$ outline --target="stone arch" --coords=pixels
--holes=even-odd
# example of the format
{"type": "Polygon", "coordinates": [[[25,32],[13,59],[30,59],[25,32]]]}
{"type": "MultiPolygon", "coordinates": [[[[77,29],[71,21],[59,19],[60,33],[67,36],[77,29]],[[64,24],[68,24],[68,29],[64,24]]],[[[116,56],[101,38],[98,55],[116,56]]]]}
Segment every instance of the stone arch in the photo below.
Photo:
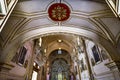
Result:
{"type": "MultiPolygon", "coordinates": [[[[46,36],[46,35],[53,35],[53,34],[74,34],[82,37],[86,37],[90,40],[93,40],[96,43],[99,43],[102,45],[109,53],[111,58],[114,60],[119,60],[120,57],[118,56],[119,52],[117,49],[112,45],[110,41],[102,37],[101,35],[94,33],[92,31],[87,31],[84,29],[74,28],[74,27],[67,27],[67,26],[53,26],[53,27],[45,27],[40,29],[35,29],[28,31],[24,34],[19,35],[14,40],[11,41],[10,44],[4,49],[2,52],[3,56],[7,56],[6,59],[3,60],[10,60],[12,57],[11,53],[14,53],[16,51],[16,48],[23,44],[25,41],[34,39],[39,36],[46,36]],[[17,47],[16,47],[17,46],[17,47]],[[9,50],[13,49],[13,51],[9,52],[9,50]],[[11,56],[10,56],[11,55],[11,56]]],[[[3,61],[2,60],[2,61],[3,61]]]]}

--

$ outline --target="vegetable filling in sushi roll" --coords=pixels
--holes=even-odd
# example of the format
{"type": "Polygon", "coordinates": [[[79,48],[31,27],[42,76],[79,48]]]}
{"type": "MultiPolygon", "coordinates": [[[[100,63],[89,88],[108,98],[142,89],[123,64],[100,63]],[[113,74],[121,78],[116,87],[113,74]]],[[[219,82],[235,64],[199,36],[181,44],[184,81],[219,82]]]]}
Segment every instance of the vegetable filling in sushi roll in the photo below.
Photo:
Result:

* * *

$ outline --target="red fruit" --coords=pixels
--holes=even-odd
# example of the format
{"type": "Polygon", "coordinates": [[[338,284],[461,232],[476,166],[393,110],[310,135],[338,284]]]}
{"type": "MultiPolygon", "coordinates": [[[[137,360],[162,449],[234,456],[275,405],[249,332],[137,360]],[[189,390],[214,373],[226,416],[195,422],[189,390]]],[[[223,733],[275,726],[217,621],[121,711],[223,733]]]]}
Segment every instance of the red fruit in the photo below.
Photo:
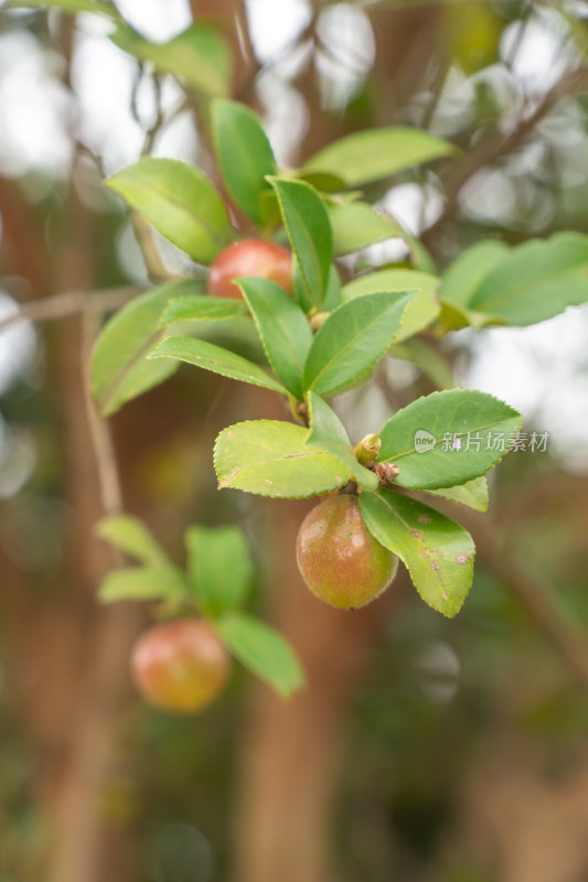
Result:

- [Given exercise]:
Which lines in the records above contain the word "sushi"? Copy each of those lines in full.

- [Response to this task]:
$ outline --target="vegetable filling in sushi roll" --coords=pixels
Segment every instance of the vegetable filling in sushi roll in the photo below.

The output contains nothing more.